== TASK OBJECTIVE ==
Reproduce verbatim the lines from the one containing "point: headlight -- one" through the end of the entries below.

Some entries

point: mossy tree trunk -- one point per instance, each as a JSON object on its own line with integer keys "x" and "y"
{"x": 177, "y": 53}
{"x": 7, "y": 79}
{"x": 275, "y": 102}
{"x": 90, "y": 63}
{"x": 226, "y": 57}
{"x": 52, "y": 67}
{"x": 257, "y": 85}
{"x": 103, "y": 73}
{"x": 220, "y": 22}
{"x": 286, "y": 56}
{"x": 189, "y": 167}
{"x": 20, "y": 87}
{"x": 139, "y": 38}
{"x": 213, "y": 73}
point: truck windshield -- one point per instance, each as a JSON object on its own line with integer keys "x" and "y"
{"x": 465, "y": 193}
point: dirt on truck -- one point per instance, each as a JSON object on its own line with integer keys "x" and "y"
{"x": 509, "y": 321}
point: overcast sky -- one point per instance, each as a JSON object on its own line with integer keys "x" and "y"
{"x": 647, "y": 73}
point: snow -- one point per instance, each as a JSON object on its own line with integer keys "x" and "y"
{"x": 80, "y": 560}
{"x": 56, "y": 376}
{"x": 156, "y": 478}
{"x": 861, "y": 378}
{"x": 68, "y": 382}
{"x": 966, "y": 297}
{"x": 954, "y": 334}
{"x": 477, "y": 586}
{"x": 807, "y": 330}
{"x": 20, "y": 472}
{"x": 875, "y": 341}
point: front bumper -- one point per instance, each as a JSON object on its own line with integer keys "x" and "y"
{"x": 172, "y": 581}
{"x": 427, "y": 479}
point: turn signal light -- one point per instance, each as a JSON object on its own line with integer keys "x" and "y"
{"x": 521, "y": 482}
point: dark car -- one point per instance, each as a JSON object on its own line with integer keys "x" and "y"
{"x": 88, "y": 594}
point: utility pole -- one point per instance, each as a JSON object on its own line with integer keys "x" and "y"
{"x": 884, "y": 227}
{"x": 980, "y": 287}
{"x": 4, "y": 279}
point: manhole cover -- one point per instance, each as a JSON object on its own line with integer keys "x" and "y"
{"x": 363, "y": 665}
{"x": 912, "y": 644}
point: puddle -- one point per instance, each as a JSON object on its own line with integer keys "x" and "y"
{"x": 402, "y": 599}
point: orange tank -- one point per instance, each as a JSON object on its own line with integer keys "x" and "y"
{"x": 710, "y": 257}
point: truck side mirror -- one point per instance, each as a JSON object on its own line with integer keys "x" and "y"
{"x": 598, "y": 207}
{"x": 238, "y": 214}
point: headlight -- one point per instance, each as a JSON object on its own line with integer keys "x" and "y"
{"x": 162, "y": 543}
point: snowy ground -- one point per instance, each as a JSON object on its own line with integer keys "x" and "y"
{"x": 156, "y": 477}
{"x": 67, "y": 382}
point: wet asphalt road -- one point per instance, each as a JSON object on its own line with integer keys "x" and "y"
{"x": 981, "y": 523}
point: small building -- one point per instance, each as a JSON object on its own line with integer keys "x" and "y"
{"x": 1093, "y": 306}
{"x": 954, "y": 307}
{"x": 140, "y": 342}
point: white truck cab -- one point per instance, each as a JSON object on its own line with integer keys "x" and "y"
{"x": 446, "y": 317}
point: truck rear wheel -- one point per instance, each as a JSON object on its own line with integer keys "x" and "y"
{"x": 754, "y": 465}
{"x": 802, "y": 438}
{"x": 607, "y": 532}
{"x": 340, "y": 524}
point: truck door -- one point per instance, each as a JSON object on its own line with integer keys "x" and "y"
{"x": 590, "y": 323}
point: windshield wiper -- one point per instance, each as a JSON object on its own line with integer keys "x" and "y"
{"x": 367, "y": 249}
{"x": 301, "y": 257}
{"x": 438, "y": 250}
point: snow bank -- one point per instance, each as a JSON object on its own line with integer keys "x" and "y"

== RESPONSE ==
point: headlight -- one point per instance, each as a JSON object on its own line with integer keys "x" and "y"
{"x": 162, "y": 543}
point: snowy ground -- one point per instance, each as a JSON object on its own line with integer keys "x" and "y"
{"x": 156, "y": 477}
{"x": 67, "y": 382}
point: wet asphalt road -- one point per instance, each as a JSON object on its own line with integer keys "x" and "y"
{"x": 981, "y": 523}
point: small building -- one point per instance, each as a JSON object on its own line with integer keys "x" and "y"
{"x": 1093, "y": 306}
{"x": 954, "y": 307}
{"x": 140, "y": 342}
point: white truck cab -- one point per instance, each as a JSON object on its own line with integer keys "x" and "y"
{"x": 446, "y": 317}
point: truck rear wheel -- one point per instance, each as a JSON object on its own line with integer keys "x" and "y"
{"x": 754, "y": 465}
{"x": 802, "y": 438}
{"x": 607, "y": 532}
{"x": 340, "y": 524}
point: truck door -- one point per instance, each as a JSON object on its own line with integer keys "x" and "y"
{"x": 590, "y": 323}
point: windshield wiper -- one point per instance, each as a JSON object on its own line with integer keys "x" and "y"
{"x": 367, "y": 249}
{"x": 301, "y": 257}
{"x": 438, "y": 250}
point: snow bank -- one point per instance, each as a JSON object on its own line with integer keys "x" and "y"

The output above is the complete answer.